■ EXTRACTED DATA ■
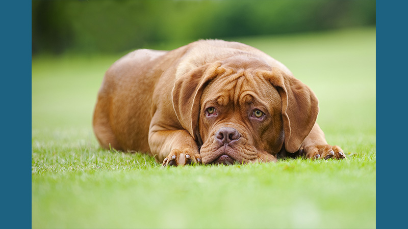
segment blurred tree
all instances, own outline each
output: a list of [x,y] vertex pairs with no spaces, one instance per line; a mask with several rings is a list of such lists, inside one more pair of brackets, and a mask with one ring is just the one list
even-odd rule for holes
[[32,54],[375,25],[373,0],[32,1]]

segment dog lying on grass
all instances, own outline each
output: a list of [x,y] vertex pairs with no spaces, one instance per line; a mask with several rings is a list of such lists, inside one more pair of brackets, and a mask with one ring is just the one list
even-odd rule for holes
[[163,166],[345,158],[327,144],[318,111],[313,92],[268,55],[200,40],[116,61],[99,90],[93,128],[103,147],[145,152]]

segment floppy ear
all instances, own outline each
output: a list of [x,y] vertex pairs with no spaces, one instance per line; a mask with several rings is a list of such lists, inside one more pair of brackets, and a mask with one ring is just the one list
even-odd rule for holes
[[319,112],[317,98],[300,80],[276,68],[273,68],[270,74],[269,80],[282,100],[285,150],[294,153],[299,150],[316,122]]
[[221,63],[207,64],[193,69],[176,79],[171,92],[173,108],[182,126],[197,141],[200,99],[204,88],[218,74],[225,71]]

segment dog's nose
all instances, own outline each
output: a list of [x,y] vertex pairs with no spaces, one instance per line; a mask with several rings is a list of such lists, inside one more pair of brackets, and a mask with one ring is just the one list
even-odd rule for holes
[[240,137],[238,131],[231,127],[222,127],[215,134],[216,138],[223,144],[231,144]]

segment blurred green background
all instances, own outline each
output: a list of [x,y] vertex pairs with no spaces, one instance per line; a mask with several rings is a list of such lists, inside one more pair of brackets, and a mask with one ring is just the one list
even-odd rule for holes
[[[375,1],[32,3],[33,228],[375,227]],[[161,169],[101,149],[92,116],[109,66],[210,38],[288,67],[348,160]]]
[[375,24],[371,0],[34,0],[32,47],[33,55],[115,53]]

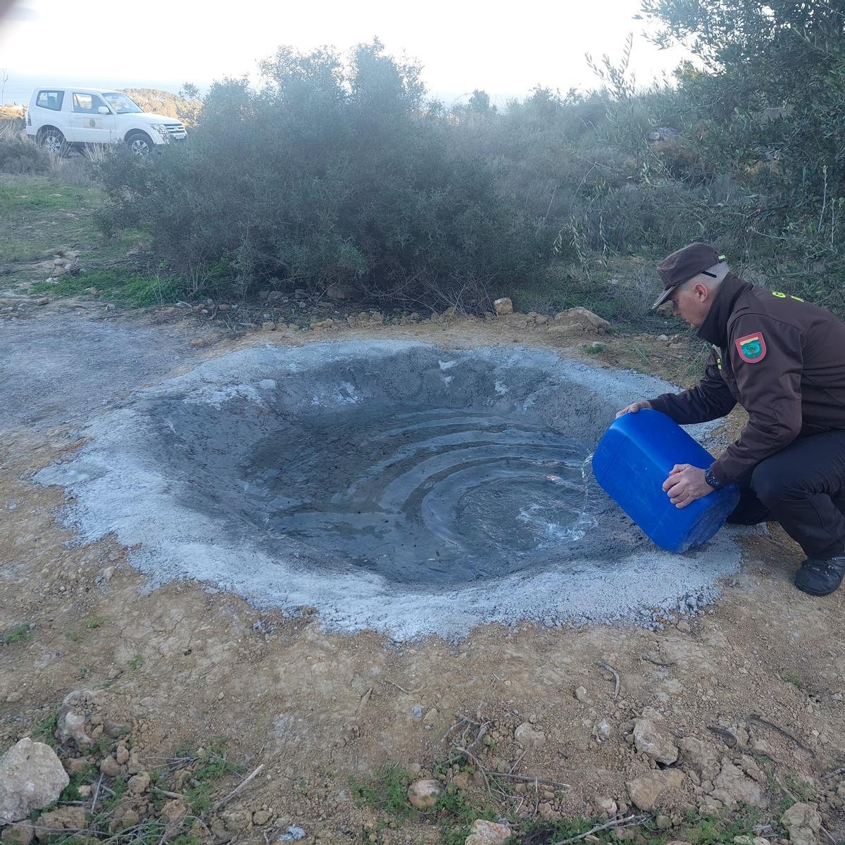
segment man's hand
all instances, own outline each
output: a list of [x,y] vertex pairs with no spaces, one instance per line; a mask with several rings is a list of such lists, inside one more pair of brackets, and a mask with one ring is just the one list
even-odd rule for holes
[[646,400],[641,400],[639,402],[631,402],[630,405],[626,405],[621,411],[616,412],[616,417],[619,419],[623,414],[635,414],[638,411],[642,408],[650,408],[651,406],[650,402]]
[[705,471],[690,464],[675,464],[669,477],[663,482],[663,489],[676,508],[685,508],[696,499],[712,493],[713,488],[704,477]]

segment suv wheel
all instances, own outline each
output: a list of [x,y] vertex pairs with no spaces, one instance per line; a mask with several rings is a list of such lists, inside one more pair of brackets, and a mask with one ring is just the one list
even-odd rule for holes
[[132,132],[126,138],[126,145],[136,155],[147,155],[153,150],[152,139],[144,132]]
[[38,133],[37,144],[52,155],[62,156],[68,151],[64,135],[53,126],[48,126]]

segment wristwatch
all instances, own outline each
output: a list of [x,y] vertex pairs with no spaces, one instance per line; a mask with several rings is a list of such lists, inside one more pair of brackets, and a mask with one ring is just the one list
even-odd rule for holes
[[711,466],[706,472],[704,473],[704,480],[714,489],[718,490],[722,485],[716,480],[716,476],[713,475],[713,467]]

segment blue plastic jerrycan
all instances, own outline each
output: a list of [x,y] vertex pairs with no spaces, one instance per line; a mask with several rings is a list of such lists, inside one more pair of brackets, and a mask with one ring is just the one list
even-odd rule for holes
[[592,456],[596,480],[649,539],[670,552],[706,542],[739,500],[731,484],[685,508],[677,508],[662,489],[675,464],[706,469],[710,453],[677,422],[644,409],[619,417],[604,433]]

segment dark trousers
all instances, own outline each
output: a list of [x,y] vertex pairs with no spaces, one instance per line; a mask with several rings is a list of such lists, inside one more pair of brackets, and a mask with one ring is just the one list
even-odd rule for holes
[[810,434],[761,461],[728,517],[780,522],[808,558],[845,553],[845,431]]

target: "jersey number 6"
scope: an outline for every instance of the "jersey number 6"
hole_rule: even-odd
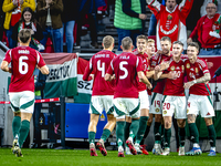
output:
[[[23,60],[29,60],[29,58],[28,56],[20,56],[19,58],[19,72],[21,74],[27,74],[28,71],[29,71],[29,65]]]

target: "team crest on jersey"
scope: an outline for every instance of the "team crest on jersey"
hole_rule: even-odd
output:
[[[154,65],[154,66],[155,66],[156,64],[157,64],[157,63],[156,63],[155,61],[152,61],[152,62],[151,62],[151,65]]]
[[[196,68],[196,73],[198,73],[198,68]]]
[[[182,71],[185,71],[185,65],[182,65]]]

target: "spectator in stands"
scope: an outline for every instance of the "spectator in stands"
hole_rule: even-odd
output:
[[[78,18],[77,18],[77,34],[76,34],[76,46],[74,49],[81,49],[81,35],[82,35],[82,25],[87,14],[87,21],[90,24],[90,35],[91,35],[91,48],[98,49],[97,44],[97,20],[96,11],[97,8],[106,6],[104,0],[78,0]]]
[[[31,42],[30,48],[35,49],[38,51],[44,50],[44,46],[39,42],[43,39],[43,31],[40,24],[34,19],[34,12],[31,8],[27,7],[22,11],[21,19],[13,28],[12,39],[18,43],[18,33],[22,29],[31,30]]]
[[[201,7],[200,13],[201,17],[204,17],[207,14],[207,4],[210,2],[213,2],[217,6],[217,12],[221,14],[221,1],[218,2],[218,0],[202,0],[203,4]]]
[[[146,1],[143,0],[116,0],[114,25],[118,33],[118,51],[122,51],[122,40],[130,37],[134,46],[136,45],[137,35],[141,34],[146,20]]]
[[[4,0],[2,10],[6,12],[3,27],[7,30],[7,38],[9,40],[9,48],[12,49],[17,45],[15,41],[11,39],[13,27],[19,22],[21,12],[24,8],[30,7],[35,11],[35,0]]]
[[[207,4],[207,15],[200,18],[188,43],[192,42],[192,38],[198,35],[201,43],[200,55],[220,55],[221,54],[221,20],[217,12],[217,6],[212,2]]]
[[[63,29],[65,33],[65,43],[69,53],[73,52],[73,44],[74,44],[74,24],[77,17],[77,0],[63,0],[63,13],[62,13],[62,22]]]
[[[38,69],[34,70],[34,87],[35,87],[35,100],[43,98],[43,90],[45,86],[46,75],[43,75]],[[40,148],[41,147],[41,129],[40,129],[40,114],[41,114],[42,103],[34,104],[34,141],[31,148]]]
[[[157,19],[157,49],[161,50],[160,39],[169,37],[171,42],[181,41],[187,49],[186,19],[192,8],[193,0],[182,0],[178,6],[176,0],[166,0],[166,7],[158,1],[147,0],[148,7]]]
[[[43,28],[43,40],[45,46],[48,38],[52,38],[54,52],[63,52],[63,25],[61,13],[63,12],[62,0],[39,0],[36,13],[39,23]]]

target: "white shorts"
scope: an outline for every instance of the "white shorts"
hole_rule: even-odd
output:
[[[114,95],[93,95],[90,103],[90,114],[102,114],[105,110],[106,114],[113,114]]]
[[[149,98],[148,98],[147,90],[139,92],[139,100],[140,100],[139,110],[141,108],[149,110]]]
[[[162,116],[172,116],[175,118],[187,118],[187,98],[186,96],[165,95],[162,103]]]
[[[34,92],[9,92],[9,100],[13,112],[31,113],[34,112]]]
[[[151,95],[151,106],[149,110],[150,114],[162,114],[162,94],[152,93]]]
[[[201,117],[214,116],[211,97],[209,95],[190,94],[187,104],[187,114],[200,114]]]
[[[133,118],[139,117],[139,98],[114,98],[114,115],[117,118],[124,118],[130,116]]]

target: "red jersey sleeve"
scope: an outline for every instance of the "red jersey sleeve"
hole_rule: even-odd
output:
[[[112,62],[110,62],[110,64],[108,66],[107,73],[110,74],[110,75],[113,75],[113,73],[114,73],[113,60],[112,60]]]
[[[144,71],[143,61],[140,58],[137,58],[136,70],[137,70],[137,72]]]
[[[11,51],[12,51],[12,50],[7,51],[3,61],[7,61],[8,63],[11,62]]]
[[[38,64],[39,68],[46,65],[42,55],[38,51],[36,51],[36,64]]]
[[[179,4],[179,10],[185,19],[187,19],[187,17],[189,15],[192,3],[193,0],[182,0],[182,2]]]
[[[93,68],[92,68],[92,59],[90,60],[90,63],[87,63],[86,69],[84,71],[83,80],[88,81],[90,80],[90,74],[92,73]]]

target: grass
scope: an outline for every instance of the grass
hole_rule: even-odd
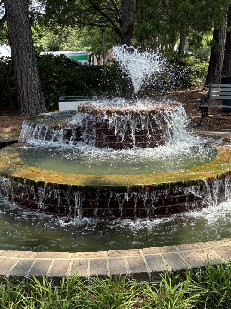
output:
[[[183,277],[166,272],[152,286],[120,276],[90,277],[87,282],[78,274],[63,278],[59,288],[45,277],[5,280],[0,285],[2,309],[231,309],[230,262],[214,267],[208,261]]]

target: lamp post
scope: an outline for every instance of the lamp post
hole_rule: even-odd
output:
[[[104,42],[104,30],[106,28],[106,24],[103,22],[100,22],[99,23],[99,28],[102,32],[102,62],[103,65],[105,65],[105,58],[106,55],[105,54],[105,43]]]

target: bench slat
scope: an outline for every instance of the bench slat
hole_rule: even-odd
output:
[[[224,108],[231,108],[231,105],[212,105],[211,104],[200,104],[198,105],[201,107],[215,107]]]
[[[211,92],[212,91],[231,91],[231,88],[222,88],[222,87],[211,88]]]
[[[221,100],[223,99],[231,99],[231,95],[214,95],[210,97],[210,100]]]
[[[211,85],[211,88],[212,88],[214,87],[230,87],[231,86],[231,84],[212,84]],[[209,84],[208,87],[208,89],[209,87]]]
[[[212,91],[210,93],[210,95],[230,95],[231,96],[231,92],[225,92],[225,91],[222,91],[221,92],[221,91]]]

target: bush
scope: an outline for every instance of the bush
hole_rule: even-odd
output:
[[[96,71],[69,66],[63,61],[64,57],[49,54],[37,57],[48,110],[58,108],[61,96],[95,95],[109,98],[121,96],[122,73],[116,61],[111,61],[103,70]],[[208,67],[208,64],[203,60],[187,55],[181,58],[176,53],[165,53],[162,61],[163,69],[155,74],[143,87],[144,90],[151,88],[164,92],[201,87]],[[0,58],[0,102],[9,105],[11,99],[16,107],[15,85],[9,58]]]
[[[204,60],[188,55],[182,57],[176,52],[164,52],[160,60],[161,68],[153,76],[149,88],[164,92],[202,87],[208,67]]]

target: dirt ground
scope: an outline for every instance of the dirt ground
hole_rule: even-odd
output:
[[[197,111],[197,105],[200,104],[201,97],[205,94],[198,90],[186,90],[172,92],[167,96],[182,103],[187,114],[192,119],[190,123],[192,128],[196,130],[231,132],[231,112],[222,112],[220,109],[209,108],[209,116],[203,119],[202,126],[197,126],[201,117],[201,112]],[[10,108],[1,109],[0,137],[19,135],[22,122],[26,118],[17,116],[16,111]]]

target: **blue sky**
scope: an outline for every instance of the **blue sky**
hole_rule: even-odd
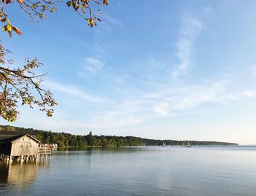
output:
[[[63,4],[31,23],[9,9],[23,34],[3,44],[50,70],[51,118],[20,107],[10,124],[75,134],[256,141],[255,1],[110,1],[95,28]]]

■ DIRECTIVE ■
Reproduce the records line for line, beginning with the line that contains "target: bush" and continuing through the final line of the records, but leave out the pictures.

■ EXPECTED ANSWER ■
target: bush
scope: an outline for every instance of the bush
hole_rule: even-odd
output:
[[[96,71],[69,66],[63,61],[64,57],[49,54],[37,57],[48,110],[58,108],[61,96],[95,95],[109,98],[121,96],[122,73],[116,61],[111,61],[103,70]],[[208,67],[208,64],[203,60],[187,55],[181,58],[176,53],[165,53],[162,61],[163,69],[155,74],[143,87],[144,90],[151,88],[164,92],[201,87]],[[0,58],[0,102],[9,105],[11,99],[16,107],[15,85],[9,58]]]
[[[204,60],[188,55],[182,57],[176,52],[164,52],[160,60],[161,68],[153,76],[149,88],[164,92],[202,87],[208,67]]]

target: dirt ground
scope: an outline for every instance of the dirt ground
hole_rule: even-odd
output:
[[[197,111],[197,105],[200,104],[201,97],[205,94],[198,90],[186,90],[172,92],[167,96],[182,103],[187,114],[192,119],[190,123],[192,128],[196,130],[231,132],[231,112],[222,112],[220,109],[209,108],[209,116],[203,119],[202,126],[197,126],[201,117],[201,112]],[[10,108],[1,109],[0,137],[19,135],[22,122],[26,118],[17,116],[16,111]]]

target: **blue sky**
scope: an outline for every instance of the **blue sky**
hole_rule: even-odd
output:
[[[63,4],[31,23],[9,9],[23,34],[3,44],[50,70],[51,118],[20,107],[10,124],[75,134],[256,141],[255,1],[110,1],[95,28]]]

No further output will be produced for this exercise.